_DATASET RECORDS_
####
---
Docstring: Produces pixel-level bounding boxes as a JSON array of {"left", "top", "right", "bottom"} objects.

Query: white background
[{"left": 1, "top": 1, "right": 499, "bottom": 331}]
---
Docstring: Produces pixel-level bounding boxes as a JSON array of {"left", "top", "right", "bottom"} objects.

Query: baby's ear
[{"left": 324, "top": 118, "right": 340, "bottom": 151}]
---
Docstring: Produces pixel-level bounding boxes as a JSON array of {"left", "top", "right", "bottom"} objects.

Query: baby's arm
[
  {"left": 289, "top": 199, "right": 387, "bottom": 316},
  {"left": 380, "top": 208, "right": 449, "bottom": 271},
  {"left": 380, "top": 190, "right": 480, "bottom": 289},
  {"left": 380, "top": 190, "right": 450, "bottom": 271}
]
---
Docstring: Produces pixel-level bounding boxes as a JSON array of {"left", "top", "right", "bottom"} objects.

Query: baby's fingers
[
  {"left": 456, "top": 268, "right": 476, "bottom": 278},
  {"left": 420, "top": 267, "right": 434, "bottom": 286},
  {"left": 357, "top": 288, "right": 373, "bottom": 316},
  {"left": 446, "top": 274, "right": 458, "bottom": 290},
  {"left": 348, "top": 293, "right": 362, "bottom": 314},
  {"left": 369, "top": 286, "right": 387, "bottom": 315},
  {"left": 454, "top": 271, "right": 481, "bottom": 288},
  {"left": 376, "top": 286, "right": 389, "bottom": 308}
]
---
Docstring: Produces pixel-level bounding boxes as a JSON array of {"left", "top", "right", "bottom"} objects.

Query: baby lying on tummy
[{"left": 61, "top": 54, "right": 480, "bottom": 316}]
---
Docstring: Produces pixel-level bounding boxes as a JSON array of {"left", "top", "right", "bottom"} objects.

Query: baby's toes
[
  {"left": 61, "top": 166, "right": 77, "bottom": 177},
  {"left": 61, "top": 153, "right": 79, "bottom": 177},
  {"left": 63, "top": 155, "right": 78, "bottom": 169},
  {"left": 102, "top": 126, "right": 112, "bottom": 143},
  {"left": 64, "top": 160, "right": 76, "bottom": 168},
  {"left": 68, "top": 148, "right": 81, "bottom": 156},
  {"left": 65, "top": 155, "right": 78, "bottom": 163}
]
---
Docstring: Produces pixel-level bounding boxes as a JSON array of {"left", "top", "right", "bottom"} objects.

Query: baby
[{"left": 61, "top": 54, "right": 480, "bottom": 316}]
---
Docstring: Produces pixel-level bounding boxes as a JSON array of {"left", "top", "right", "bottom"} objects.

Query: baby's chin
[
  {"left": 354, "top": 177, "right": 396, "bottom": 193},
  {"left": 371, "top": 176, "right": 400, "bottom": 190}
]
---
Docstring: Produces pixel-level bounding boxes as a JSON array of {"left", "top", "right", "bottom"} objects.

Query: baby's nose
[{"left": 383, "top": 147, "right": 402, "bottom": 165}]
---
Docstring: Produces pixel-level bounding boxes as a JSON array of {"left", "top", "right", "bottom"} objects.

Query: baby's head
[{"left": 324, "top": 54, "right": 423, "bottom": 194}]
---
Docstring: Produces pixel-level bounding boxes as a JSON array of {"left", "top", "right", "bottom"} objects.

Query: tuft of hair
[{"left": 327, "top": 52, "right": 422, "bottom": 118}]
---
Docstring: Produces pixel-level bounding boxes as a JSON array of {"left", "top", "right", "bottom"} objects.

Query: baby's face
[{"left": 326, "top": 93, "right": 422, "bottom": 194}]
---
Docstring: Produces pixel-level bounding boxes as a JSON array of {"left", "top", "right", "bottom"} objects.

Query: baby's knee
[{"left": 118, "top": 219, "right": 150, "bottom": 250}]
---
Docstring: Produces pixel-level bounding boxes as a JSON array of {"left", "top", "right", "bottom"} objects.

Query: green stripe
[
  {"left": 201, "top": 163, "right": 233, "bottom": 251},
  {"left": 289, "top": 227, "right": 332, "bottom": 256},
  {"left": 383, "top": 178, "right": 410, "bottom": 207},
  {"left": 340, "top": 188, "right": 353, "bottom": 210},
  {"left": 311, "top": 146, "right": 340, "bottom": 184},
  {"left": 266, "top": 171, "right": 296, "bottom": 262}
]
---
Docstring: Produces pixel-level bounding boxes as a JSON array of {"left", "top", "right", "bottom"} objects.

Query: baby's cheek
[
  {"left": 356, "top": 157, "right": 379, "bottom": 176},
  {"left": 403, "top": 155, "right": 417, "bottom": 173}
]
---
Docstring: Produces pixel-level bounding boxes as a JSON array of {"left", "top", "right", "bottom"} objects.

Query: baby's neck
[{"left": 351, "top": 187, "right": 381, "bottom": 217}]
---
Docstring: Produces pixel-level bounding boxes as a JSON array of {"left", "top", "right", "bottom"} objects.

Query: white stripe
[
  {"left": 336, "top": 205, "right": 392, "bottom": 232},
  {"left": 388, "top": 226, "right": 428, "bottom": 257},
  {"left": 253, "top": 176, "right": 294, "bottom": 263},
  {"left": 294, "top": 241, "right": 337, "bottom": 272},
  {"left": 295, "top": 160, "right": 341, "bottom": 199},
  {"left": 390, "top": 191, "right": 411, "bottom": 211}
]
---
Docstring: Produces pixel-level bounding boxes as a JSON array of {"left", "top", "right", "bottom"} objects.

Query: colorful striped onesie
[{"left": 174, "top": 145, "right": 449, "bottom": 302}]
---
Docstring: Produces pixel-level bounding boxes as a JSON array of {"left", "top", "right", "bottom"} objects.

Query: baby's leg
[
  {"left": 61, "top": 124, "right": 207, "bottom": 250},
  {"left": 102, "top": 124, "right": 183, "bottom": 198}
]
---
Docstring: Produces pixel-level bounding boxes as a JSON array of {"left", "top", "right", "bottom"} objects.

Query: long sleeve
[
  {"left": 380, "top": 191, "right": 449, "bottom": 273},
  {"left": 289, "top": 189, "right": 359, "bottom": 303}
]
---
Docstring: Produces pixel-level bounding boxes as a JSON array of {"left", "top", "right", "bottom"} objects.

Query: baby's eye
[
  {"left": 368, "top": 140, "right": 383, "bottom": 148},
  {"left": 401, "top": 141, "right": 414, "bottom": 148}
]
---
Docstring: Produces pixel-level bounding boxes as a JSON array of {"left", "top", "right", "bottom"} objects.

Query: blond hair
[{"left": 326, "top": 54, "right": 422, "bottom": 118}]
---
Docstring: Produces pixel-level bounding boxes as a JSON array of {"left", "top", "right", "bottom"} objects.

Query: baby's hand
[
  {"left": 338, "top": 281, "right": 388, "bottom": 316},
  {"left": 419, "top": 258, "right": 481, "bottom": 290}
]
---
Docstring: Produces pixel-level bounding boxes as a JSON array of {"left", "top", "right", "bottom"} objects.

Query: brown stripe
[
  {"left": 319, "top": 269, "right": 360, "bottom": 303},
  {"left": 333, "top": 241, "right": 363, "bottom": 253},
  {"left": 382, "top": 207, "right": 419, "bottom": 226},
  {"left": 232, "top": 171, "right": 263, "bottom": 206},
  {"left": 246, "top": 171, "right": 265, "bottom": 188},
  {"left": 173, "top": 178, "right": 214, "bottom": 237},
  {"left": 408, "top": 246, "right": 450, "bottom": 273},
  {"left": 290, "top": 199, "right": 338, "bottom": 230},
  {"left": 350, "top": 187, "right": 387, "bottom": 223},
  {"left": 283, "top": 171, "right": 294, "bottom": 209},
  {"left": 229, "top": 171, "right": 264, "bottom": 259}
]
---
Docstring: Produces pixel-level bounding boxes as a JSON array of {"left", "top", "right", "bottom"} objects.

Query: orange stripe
####
Your answer must be an exact copy of all the entries.

_WRITTEN REPLY_
---
Docstring: Produces pixel-level bounding boxes as a JSON array of {"left", "top", "right", "bottom"} objects.

Query: white background
[{"left": 1, "top": 1, "right": 499, "bottom": 331}]
---
Docstring: Produces pixel-level bounding boxes as a JSON array of {"left", "top", "right", "bottom"} objects.

Query: baby's ear
[{"left": 324, "top": 118, "right": 340, "bottom": 151}]
---
Docstring: Produces pixel-level bounding boxes as a JSON array of {"left", "top", "right", "bottom"} objects.

Query: baby's arm
[
  {"left": 289, "top": 199, "right": 387, "bottom": 316},
  {"left": 380, "top": 208, "right": 449, "bottom": 271},
  {"left": 380, "top": 190, "right": 480, "bottom": 289},
  {"left": 380, "top": 190, "right": 450, "bottom": 271}
]
---
Docstring: Produces pixel-level bounding boxes as a JSON array of {"left", "top", "right", "bottom"} objects.

Query: baby's fingers
[
  {"left": 456, "top": 268, "right": 476, "bottom": 278},
  {"left": 420, "top": 267, "right": 434, "bottom": 286},
  {"left": 357, "top": 288, "right": 373, "bottom": 316},
  {"left": 446, "top": 274, "right": 458, "bottom": 290},
  {"left": 348, "top": 293, "right": 362, "bottom": 314},
  {"left": 369, "top": 286, "right": 387, "bottom": 315},
  {"left": 454, "top": 271, "right": 481, "bottom": 288},
  {"left": 376, "top": 286, "right": 389, "bottom": 308}
]
---
Docstring: Produces pixel-level bounding boxes as a JSON array of {"left", "top", "right", "bottom"} objects.

Query: baby lying on tummy
[{"left": 61, "top": 54, "right": 480, "bottom": 316}]
---
Docstring: Produces pixel-level bounding boxes as a JSON array of {"left", "top", "right", "bottom"} objects.

Query: baby's toes
[
  {"left": 61, "top": 166, "right": 77, "bottom": 177},
  {"left": 61, "top": 153, "right": 79, "bottom": 177},
  {"left": 63, "top": 155, "right": 78, "bottom": 169},
  {"left": 102, "top": 126, "right": 112, "bottom": 143},
  {"left": 64, "top": 160, "right": 76, "bottom": 168},
  {"left": 68, "top": 148, "right": 81, "bottom": 156},
  {"left": 65, "top": 155, "right": 78, "bottom": 163}
]
---
Docstring: Produces pixel-level bounding boxes as a JSON array of {"left", "top", "right", "bottom"} objects.

Query: baby
[{"left": 61, "top": 54, "right": 480, "bottom": 316}]
---
Docstring: Produces pixel-level bounding boxes as a JSON array of {"left", "top", "right", "bottom"} objects.

Query: baby's chin
[
  {"left": 354, "top": 177, "right": 396, "bottom": 193},
  {"left": 371, "top": 176, "right": 400, "bottom": 190}
]
---
Docstring: Produces pixel-level bounding boxes as a JSON array of {"left", "top", "right", "bottom"} objects.

Query: baby's nose
[{"left": 383, "top": 147, "right": 402, "bottom": 165}]
---
Docstring: Produces pixel-level bounding boxes as a JSON array of {"left", "top", "right", "bottom"} objects.

Query: baby's head
[{"left": 324, "top": 54, "right": 423, "bottom": 194}]
---
Docstring: Produces pixel-level bounding boxes as a JSON array of {"left", "top", "right", "bottom"} objects.

Query: tuft of hair
[{"left": 327, "top": 52, "right": 422, "bottom": 118}]
---
Docstring: Produces pixel-level bounding boxes as a JSON array of {"left", "top", "right", "bottom"} objects.

Query: baby's face
[{"left": 326, "top": 93, "right": 422, "bottom": 194}]
---
Docstring: Produces pixel-level bounding boxes as a JSON array of {"left", "top", "right", "bottom"} objects.

Query: baby's knee
[{"left": 118, "top": 219, "right": 150, "bottom": 250}]
---
Docstring: Produces pixel-level bounding boxes as a JSON array of {"left", "top", "right", "bottom"} objects.

Query: green stripe
[
  {"left": 201, "top": 163, "right": 233, "bottom": 251},
  {"left": 289, "top": 227, "right": 332, "bottom": 256},
  {"left": 383, "top": 178, "right": 410, "bottom": 207},
  {"left": 340, "top": 188, "right": 353, "bottom": 210},
  {"left": 311, "top": 146, "right": 340, "bottom": 184},
  {"left": 266, "top": 171, "right": 296, "bottom": 262}
]
---
Docstring: Produces pixel-level bounding boxes as a JSON array of {"left", "top", "right", "bottom"} objects.

Query: baby's cheek
[
  {"left": 356, "top": 157, "right": 379, "bottom": 176},
  {"left": 403, "top": 155, "right": 417, "bottom": 173}
]
---
Docstring: Produces pixel-level bounding boxes as a JSON array of {"left", "top", "right", "bottom"} objects.

Query: baby's neck
[{"left": 351, "top": 187, "right": 381, "bottom": 217}]
---
Docstring: Produces pixel-level bounding boxes as a JSON array of {"left", "top", "right", "bottom"} objects.

Query: white stripe
[
  {"left": 336, "top": 205, "right": 392, "bottom": 232},
  {"left": 388, "top": 226, "right": 428, "bottom": 257},
  {"left": 253, "top": 176, "right": 294, "bottom": 263},
  {"left": 294, "top": 241, "right": 337, "bottom": 272},
  {"left": 295, "top": 160, "right": 341, "bottom": 199},
  {"left": 390, "top": 191, "right": 411, "bottom": 211}
]
---
Docstring: Produces pixel-level bounding boxes as a JSON array of {"left", "top", "right", "bottom"} objects.

Query: colorful striped onesie
[{"left": 174, "top": 145, "right": 449, "bottom": 302}]
---
Docstring: Produces pixel-level bounding boxes as a JSON array of {"left", "top", "right", "bottom"} objects.

Query: baby's leg
[
  {"left": 61, "top": 124, "right": 207, "bottom": 250},
  {"left": 102, "top": 124, "right": 183, "bottom": 198}
]
---
Docstring: Produces pixel-level bounding boxes as a JSON array of {"left", "top", "right", "bottom"} objects.

Query: long sleeve
[
  {"left": 380, "top": 191, "right": 449, "bottom": 273},
  {"left": 289, "top": 189, "right": 359, "bottom": 303}
]
---
Docstring: Produces pixel-level bounding boxes as a JSON array of {"left", "top", "right", "bottom"} objects.

Query: baby's eye
[
  {"left": 368, "top": 140, "right": 383, "bottom": 148},
  {"left": 401, "top": 141, "right": 414, "bottom": 148}
]
---
Docstring: Produces pixel-level bounding boxes as a JSON array of {"left", "top", "right", "bottom"} objects.

Query: blond hair
[{"left": 326, "top": 54, "right": 422, "bottom": 118}]
---
Docstring: Produces pixel-level bounding boxes as a JSON array of {"left", "top", "right", "bottom"} objects.

Query: baby's hand
[
  {"left": 338, "top": 281, "right": 388, "bottom": 316},
  {"left": 419, "top": 258, "right": 481, "bottom": 290}
]
---
Docstring: Produces pixel-level bounding boxes as a JSON array of {"left", "top", "right", "bottom"} objects.

Query: brown stripe
[
  {"left": 319, "top": 269, "right": 360, "bottom": 303},
  {"left": 333, "top": 241, "right": 363, "bottom": 253},
  {"left": 382, "top": 207, "right": 419, "bottom": 226},
  {"left": 232, "top": 171, "right": 263, "bottom": 206},
  {"left": 246, "top": 171, "right": 265, "bottom": 188},
  {"left": 173, "top": 178, "right": 214, "bottom": 237},
  {"left": 408, "top": 246, "right": 450, "bottom": 273},
  {"left": 290, "top": 199, "right": 338, "bottom": 230},
  {"left": 350, "top": 187, "right": 387, "bottom": 223},
  {"left": 283, "top": 171, "right": 294, "bottom": 209},
  {"left": 229, "top": 171, "right": 264, "bottom": 259}
]
---
Docstring: Produces pixel-level bounding boxes as a JSON array of {"left", "top", "right", "bottom"} objects.

Query: orange stripe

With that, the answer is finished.